**Things to do**
1 - Say whether each statement agrees with the article on the Green Party leadership election, answering yes or no and quoting the words of the article that decide it. (a) The next Green Party leader will have attended a Russell Group university. (b) Peter Cranie was brought up on a Scottish council estate. (c) Will Duckworth is the first Green councillor in the North West.
2 - Extract from the article on the Green Party leadership election the stretch from "Aside from the" through "the austerity consensus.".
3 - Extend the article on the Green Party leadership election, continuing on from its last sentence.

Josiah Mortimer

The response to the University of York Green Party’s leadership election survey on class has been fantastic. So far over half a thousand people have read the it, and it’s caused a significant stir both in blogs and the Twittersphere – exactly what we hoped would happen.

As Adam Ramsay has pointed out, we now know already that the next leader of the Green Party will not have attended an elite Russell Group University, and neither leader nor deputy will have had their education paid for by their parents – a blow against the privileged status-quo of mainstream politics.

Our leadership at a national level will therefore be far more reflective of ordinary working-class people than any of the major parties – Labour with its Oxford-educated leader, the Conservatives with their Eton boys-club stitch-up, and private Westminster-schooled Clegg of the Liberal

Democrats.

Encouragingly, the current frontrunners for leader – Peter Cranie and Romayne Phoenix – can both be said to have struggled and to have experienced the hardships many now are now facing. Cranie, brought up on a Scottish council estate and a trade unionist in an area of the public sector very much under attack by this government – education – knows what millions are going through and it’s clear his politics reflect that. Equally Romayne, a single parent on a low-income and a daughter of immigrants can, despite what some have said, quite truthfully say she is ‘working-class’.

While the major front-runner may not yet be clear in the deputy leadership race because of gender-balance rules (if Peter won, the deputy would have to be female, if Romayne won, male), Alex Phillips seems a likely victor were Cranie to be elected. Phillips, brought up in a Labour-voting Liverpool household and who has worked on the minimum wage, would do a lot to shift the perception of the party away from being seen as ‘middle-class’ – a pressing task which I believe is on a par with making our anti-austerity policies clear: if we do not fix the popular disconnect from politics (reflected in declining turnouts, party memberships and rising distrust), only middle-class people will be left voting anyway. Were Romayne to win, her deputy, as they are running on the same ticket, would almost certainly be Will Duckworth – the first Green councillor in the West Midlands who represents a deprived ward. Like Romayne, he too identifies as working-class.

Aside from the encouragingly representative and diverse nature of the candidates in this leadership race, another thing has been extremely encouraging – all recognised the importance of the party and wider politics being more reflective of working-class people – the cleaners, super-market shelf-stackers, call-centre workers and fast-food sellers of an increasingly deindustrialised Britain – all of whom lack a political voice in an officially 4% working-class Parliament and a Labour Party unwilling to stand up to the austerity consensus.

**Rows**
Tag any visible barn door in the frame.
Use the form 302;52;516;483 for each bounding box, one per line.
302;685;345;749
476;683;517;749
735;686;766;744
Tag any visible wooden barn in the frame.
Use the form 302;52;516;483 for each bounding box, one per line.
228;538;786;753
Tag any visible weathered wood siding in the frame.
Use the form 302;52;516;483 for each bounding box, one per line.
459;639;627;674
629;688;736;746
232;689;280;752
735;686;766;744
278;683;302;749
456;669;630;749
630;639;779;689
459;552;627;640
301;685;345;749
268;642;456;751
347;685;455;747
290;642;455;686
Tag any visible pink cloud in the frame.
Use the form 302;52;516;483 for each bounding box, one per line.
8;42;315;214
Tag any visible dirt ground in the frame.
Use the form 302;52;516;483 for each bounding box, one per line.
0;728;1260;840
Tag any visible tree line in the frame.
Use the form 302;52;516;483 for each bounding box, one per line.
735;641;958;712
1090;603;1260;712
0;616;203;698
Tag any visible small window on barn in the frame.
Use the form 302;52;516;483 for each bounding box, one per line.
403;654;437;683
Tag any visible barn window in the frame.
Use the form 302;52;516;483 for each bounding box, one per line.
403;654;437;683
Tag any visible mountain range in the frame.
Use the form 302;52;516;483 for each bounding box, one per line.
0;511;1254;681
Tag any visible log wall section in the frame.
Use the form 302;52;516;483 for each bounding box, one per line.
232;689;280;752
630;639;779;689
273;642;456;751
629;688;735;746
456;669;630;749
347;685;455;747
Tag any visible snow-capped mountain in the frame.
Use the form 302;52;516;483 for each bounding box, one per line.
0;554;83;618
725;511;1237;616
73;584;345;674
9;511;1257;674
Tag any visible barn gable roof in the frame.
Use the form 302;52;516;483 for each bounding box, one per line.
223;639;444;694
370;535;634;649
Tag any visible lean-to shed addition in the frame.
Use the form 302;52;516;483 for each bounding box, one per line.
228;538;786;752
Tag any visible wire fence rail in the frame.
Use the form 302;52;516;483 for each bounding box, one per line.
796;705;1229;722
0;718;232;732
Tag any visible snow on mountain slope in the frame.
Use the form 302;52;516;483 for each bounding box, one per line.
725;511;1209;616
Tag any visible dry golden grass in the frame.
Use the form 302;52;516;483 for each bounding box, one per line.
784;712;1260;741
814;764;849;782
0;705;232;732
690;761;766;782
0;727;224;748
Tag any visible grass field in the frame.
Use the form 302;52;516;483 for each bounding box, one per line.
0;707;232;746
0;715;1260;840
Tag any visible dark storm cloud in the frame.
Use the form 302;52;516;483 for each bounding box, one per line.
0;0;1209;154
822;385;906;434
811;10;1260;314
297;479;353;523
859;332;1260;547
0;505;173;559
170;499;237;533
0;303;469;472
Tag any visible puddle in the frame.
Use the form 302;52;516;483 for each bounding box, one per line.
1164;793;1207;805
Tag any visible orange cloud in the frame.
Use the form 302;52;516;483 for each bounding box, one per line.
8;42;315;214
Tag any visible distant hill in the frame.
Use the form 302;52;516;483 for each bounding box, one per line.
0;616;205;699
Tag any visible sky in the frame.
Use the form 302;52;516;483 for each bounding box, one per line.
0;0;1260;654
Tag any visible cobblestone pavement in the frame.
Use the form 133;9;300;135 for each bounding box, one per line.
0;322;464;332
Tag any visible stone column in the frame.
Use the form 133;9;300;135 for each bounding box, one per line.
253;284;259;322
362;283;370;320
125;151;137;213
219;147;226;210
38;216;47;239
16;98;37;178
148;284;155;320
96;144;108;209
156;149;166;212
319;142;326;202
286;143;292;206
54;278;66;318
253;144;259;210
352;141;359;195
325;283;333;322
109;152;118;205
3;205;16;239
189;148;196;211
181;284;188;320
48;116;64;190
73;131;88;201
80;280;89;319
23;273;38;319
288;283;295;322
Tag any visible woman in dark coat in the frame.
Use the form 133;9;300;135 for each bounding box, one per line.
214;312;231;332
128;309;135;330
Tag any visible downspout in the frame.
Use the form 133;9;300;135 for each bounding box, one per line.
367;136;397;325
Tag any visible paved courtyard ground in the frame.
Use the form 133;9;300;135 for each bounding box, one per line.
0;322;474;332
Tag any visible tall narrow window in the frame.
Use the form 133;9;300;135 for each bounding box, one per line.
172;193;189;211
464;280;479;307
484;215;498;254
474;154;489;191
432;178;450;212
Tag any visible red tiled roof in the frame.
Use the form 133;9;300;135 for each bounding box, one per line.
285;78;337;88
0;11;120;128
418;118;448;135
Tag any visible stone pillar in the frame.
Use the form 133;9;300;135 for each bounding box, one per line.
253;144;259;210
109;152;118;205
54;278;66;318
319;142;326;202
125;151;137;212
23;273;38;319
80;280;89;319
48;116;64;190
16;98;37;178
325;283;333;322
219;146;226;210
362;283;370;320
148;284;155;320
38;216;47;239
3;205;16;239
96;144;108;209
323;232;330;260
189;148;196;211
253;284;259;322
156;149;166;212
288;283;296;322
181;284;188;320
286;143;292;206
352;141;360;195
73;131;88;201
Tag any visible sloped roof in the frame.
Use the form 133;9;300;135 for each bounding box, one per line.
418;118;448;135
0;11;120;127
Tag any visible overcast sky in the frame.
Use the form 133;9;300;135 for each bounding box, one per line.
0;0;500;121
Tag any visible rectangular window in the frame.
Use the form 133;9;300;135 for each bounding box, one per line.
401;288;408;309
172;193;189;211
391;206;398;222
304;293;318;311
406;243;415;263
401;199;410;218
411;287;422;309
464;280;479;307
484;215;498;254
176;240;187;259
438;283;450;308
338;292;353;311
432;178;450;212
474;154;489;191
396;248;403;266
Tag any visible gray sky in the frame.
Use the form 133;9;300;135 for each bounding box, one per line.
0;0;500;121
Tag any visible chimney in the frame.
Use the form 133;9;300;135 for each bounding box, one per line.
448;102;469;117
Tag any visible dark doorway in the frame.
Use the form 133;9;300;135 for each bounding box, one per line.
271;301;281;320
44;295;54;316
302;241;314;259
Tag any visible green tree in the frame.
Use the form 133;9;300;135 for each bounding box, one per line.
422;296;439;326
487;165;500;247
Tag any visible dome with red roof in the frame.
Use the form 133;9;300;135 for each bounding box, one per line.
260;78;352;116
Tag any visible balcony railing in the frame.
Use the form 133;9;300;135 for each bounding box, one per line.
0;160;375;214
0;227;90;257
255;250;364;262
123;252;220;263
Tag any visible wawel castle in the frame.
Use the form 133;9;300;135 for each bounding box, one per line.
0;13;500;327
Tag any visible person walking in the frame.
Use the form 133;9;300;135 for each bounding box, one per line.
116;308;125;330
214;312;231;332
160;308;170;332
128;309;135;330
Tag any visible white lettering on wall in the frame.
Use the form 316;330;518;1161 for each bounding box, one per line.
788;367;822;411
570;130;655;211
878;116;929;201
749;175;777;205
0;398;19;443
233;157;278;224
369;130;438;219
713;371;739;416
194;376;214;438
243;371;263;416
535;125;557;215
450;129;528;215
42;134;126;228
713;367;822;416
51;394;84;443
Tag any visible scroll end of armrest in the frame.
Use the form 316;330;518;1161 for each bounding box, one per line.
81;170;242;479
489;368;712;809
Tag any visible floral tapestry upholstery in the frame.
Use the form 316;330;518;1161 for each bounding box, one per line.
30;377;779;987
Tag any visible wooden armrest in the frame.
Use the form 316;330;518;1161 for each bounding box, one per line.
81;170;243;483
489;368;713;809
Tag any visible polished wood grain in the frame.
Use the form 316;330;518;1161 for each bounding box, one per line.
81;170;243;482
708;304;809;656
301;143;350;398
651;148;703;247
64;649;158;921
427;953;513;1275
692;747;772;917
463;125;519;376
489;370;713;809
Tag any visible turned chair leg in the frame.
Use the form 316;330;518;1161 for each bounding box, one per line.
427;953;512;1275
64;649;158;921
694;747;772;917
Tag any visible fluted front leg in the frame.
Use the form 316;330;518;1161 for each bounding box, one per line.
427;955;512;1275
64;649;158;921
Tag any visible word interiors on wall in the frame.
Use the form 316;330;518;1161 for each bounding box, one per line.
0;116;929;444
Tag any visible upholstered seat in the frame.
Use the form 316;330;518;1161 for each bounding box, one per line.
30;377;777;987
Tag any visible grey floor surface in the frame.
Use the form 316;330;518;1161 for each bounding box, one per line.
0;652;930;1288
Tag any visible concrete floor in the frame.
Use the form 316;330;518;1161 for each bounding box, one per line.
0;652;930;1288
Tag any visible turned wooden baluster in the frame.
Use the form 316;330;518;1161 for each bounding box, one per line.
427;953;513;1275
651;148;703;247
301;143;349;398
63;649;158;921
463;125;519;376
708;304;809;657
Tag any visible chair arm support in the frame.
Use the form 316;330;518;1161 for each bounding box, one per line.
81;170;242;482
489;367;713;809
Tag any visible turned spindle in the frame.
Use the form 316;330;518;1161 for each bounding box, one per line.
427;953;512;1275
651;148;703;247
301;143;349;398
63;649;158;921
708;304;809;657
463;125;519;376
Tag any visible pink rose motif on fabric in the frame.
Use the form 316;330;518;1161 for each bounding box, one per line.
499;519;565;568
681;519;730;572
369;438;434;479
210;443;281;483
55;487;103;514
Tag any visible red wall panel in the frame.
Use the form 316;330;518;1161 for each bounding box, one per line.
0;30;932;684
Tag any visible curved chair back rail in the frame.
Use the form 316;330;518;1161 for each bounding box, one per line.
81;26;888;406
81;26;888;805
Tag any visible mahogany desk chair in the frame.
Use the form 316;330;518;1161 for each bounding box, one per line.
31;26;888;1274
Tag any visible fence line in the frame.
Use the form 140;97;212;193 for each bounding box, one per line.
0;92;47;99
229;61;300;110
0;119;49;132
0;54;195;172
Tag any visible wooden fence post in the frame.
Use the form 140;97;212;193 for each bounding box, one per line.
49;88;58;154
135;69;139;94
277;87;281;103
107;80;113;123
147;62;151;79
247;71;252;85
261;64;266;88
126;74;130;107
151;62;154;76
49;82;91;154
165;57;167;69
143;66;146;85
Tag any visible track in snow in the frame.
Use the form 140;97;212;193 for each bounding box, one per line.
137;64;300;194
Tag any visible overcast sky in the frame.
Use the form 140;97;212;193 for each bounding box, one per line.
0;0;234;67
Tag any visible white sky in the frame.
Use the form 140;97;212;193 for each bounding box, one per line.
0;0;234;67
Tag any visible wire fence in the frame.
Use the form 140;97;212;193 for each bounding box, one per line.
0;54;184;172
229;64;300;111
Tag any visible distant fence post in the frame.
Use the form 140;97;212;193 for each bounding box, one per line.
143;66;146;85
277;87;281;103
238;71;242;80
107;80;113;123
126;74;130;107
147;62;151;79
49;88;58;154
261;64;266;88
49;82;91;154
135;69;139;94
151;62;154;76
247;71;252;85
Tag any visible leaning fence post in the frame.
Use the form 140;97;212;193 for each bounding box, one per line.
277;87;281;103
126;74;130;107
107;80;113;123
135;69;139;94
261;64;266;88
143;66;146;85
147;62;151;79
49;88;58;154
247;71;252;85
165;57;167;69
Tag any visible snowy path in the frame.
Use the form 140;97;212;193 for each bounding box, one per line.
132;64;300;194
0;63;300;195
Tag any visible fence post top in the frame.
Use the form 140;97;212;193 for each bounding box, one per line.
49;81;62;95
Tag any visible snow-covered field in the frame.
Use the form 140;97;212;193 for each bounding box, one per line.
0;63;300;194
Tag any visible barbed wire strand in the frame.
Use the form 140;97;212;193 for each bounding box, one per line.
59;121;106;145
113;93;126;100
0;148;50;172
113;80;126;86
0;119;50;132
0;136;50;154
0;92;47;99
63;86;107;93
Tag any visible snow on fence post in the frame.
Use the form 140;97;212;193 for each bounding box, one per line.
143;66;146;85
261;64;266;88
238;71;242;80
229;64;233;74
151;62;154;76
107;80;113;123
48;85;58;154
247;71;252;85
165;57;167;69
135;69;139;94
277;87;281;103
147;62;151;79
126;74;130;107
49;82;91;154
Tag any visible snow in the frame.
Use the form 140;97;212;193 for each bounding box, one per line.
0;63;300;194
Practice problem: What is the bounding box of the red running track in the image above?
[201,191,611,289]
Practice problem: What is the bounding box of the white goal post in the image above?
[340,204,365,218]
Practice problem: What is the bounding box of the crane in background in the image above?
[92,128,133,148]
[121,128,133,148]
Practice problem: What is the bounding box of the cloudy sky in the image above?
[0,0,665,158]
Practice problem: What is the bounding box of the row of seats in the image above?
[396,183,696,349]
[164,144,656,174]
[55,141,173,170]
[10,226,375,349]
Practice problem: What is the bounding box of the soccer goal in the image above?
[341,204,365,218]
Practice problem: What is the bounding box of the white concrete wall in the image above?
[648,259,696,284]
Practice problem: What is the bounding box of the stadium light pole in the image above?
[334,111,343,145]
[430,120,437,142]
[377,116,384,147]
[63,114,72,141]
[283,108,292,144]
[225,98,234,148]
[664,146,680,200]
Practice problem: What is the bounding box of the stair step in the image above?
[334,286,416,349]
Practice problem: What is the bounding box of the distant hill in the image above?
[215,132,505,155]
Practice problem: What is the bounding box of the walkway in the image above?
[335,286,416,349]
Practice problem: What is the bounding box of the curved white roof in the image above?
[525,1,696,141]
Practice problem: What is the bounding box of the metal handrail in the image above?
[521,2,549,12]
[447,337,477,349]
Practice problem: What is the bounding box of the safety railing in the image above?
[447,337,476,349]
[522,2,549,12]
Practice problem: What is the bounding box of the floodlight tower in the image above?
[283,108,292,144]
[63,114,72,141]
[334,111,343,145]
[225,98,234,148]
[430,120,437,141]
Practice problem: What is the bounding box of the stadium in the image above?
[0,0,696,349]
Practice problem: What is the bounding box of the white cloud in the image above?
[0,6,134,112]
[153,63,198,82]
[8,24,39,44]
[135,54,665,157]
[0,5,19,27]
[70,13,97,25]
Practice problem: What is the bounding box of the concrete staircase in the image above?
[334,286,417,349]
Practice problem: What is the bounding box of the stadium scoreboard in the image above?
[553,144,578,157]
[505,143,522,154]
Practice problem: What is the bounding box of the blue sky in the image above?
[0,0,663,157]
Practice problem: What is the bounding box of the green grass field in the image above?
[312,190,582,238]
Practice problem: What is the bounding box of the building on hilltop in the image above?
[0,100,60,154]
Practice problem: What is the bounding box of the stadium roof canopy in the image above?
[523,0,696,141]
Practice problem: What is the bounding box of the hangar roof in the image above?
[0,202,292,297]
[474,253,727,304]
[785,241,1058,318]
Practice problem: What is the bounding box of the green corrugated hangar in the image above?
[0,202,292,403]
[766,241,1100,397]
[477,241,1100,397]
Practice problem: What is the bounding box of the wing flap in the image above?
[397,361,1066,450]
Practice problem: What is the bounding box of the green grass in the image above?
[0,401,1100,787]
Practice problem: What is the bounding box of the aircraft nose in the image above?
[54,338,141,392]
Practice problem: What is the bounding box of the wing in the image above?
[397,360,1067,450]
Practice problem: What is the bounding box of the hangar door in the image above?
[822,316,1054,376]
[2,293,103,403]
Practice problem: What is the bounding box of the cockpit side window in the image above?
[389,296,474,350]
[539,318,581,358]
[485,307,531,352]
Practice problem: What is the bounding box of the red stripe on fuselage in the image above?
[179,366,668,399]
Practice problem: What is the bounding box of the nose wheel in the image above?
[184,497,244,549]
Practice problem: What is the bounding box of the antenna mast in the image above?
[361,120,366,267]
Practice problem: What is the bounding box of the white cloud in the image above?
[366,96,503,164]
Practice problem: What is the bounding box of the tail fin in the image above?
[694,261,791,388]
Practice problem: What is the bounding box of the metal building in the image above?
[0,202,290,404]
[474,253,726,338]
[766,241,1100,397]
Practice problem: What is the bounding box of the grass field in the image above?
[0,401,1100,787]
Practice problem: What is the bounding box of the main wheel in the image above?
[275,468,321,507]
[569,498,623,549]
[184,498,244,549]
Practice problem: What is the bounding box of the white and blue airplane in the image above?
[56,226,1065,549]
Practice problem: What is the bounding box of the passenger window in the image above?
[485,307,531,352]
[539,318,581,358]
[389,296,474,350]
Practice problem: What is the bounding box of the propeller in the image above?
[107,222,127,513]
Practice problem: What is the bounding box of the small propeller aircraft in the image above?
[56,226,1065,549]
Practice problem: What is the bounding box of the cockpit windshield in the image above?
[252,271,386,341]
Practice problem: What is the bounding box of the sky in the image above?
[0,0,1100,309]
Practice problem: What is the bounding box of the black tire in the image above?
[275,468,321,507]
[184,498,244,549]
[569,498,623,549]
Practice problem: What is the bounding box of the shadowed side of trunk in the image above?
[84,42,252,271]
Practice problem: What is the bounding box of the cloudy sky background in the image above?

**Solved problems**
1 -
(a) No: "the next leader of the Green Party will not have attended an elite Russell Group University"
(b) Yes: "Cranie, brought up on a Scottish council estate"
(c) No: "the first Green councillor in the West Midlands who represents a deprived ward"

2 -
Aside from the encouragingly representative and diverse nature of the candidates in this leadership race, another thing has been extremely encouraging – all recognised the importance of the party and wider politics being more reflective of working-class people – the cleaners, super-market shelf-stackers, call-centre workers and fast-food sellers of an increasingly deindustrialised Britain – all of whom lack a political voice in an officially 4% working-class Parliament and a Labour Party unwilling to stand up to the austerity consensus.

3 -
Though not all were receptive to the idea of working-class ‘quotas’ recently pioneered by Labour MP Denis MacShane, improving communication and speaking up for disenfranchised groups were seen as key ways of rectifying working-class disengagement from formal politics. Stressing the party’s social policies has to fundamental when other parties will not reject the cuts.

Class is political. One encouraging trend within the party, raised by both Alex Phillips and Romayne Phoenix, is a recognition of the need to work with trade unions. We have to win the argument that we are the party for working people. When you consider that Labour’s 2010 leadership election was 100% Oxbridge dominated, we are already miles ahead.

We never tried to define what working-class meant – instead leaving that to the candidates

themselves. Several, such as Richard Mallender, rightly commented on the fact that the definition of ‘working-class’ could be highly subjective, and commenters have gone as far to suggest one cannot be a teacher and working-class. I’d beg to differ – but it’s up for you to decide.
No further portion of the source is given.